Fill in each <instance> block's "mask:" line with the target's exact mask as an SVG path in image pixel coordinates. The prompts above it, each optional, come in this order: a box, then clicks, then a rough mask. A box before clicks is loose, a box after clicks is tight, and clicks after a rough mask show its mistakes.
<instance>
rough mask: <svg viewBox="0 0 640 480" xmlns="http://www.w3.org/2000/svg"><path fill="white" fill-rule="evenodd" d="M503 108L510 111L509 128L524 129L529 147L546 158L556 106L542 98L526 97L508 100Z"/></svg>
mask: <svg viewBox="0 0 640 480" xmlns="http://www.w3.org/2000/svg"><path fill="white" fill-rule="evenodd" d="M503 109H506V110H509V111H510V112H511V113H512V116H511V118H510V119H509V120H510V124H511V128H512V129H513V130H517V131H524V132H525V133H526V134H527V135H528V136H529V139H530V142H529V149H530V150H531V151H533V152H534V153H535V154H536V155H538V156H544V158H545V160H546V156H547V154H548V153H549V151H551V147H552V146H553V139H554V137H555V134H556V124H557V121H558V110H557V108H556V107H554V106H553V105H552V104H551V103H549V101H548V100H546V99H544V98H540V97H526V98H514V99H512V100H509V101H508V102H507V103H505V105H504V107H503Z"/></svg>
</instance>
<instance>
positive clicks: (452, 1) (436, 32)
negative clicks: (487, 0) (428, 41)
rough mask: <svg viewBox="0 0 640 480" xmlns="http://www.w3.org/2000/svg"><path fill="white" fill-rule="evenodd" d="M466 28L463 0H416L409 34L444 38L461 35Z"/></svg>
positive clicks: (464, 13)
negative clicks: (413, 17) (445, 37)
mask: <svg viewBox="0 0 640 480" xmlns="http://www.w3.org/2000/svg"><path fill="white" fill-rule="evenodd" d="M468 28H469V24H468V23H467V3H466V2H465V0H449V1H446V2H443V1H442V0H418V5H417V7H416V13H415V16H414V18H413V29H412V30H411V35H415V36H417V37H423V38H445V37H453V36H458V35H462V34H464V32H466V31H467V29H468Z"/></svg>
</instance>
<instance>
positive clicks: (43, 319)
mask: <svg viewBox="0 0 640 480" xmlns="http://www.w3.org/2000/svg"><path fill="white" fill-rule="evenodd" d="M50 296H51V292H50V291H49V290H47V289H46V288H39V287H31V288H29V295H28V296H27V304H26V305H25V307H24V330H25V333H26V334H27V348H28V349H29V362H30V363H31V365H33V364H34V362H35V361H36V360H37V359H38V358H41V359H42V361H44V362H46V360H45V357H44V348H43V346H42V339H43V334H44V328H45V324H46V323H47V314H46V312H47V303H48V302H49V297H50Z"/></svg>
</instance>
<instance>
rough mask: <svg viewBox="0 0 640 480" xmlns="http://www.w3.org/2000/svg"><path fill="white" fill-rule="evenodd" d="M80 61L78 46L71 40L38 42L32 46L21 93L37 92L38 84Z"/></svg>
____
WHAT TO WORK ON
Set down, exactly and without anything extra, every line from the one that contains "negative clicks: (413, 17) (445, 37)" through the final line of the material.

ANSWER AREA
negative clicks: (413, 17) (445, 37)
mask: <svg viewBox="0 0 640 480" xmlns="http://www.w3.org/2000/svg"><path fill="white" fill-rule="evenodd" d="M468 28H469V24H468V23H467V3H466V2H465V0H449V1H446V2H443V1H442V0H418V5H417V7H416V13H415V16H414V18H413V29H412V30H411V35H415V36H417V37H423V38H445V37H453V36H458V35H462V34H464V32H466V31H467V29H468Z"/></svg>
</instance>
<instance>
positive clicks: (43, 319)
mask: <svg viewBox="0 0 640 480" xmlns="http://www.w3.org/2000/svg"><path fill="white" fill-rule="evenodd" d="M50 296H51V292H50V291H49V290H47V289H46V288H39V287H31V288H29V295H28V296H27V304H26V305H25V307H24V330H25V333H26V334H27V348H28V349H29V362H30V363H31V365H33V364H34V362H35V361H36V360H37V359H38V358H41V359H42V361H44V362H46V360H45V357H44V348H43V346H42V339H43V334H44V328H45V324H46V323H47V314H46V312H47V303H48V302H49V297H50Z"/></svg>
</instance>
<instance>
rough mask: <svg viewBox="0 0 640 480" xmlns="http://www.w3.org/2000/svg"><path fill="white" fill-rule="evenodd" d="M80 61L78 46L71 40L38 42L32 46L21 93L37 92L38 84Z"/></svg>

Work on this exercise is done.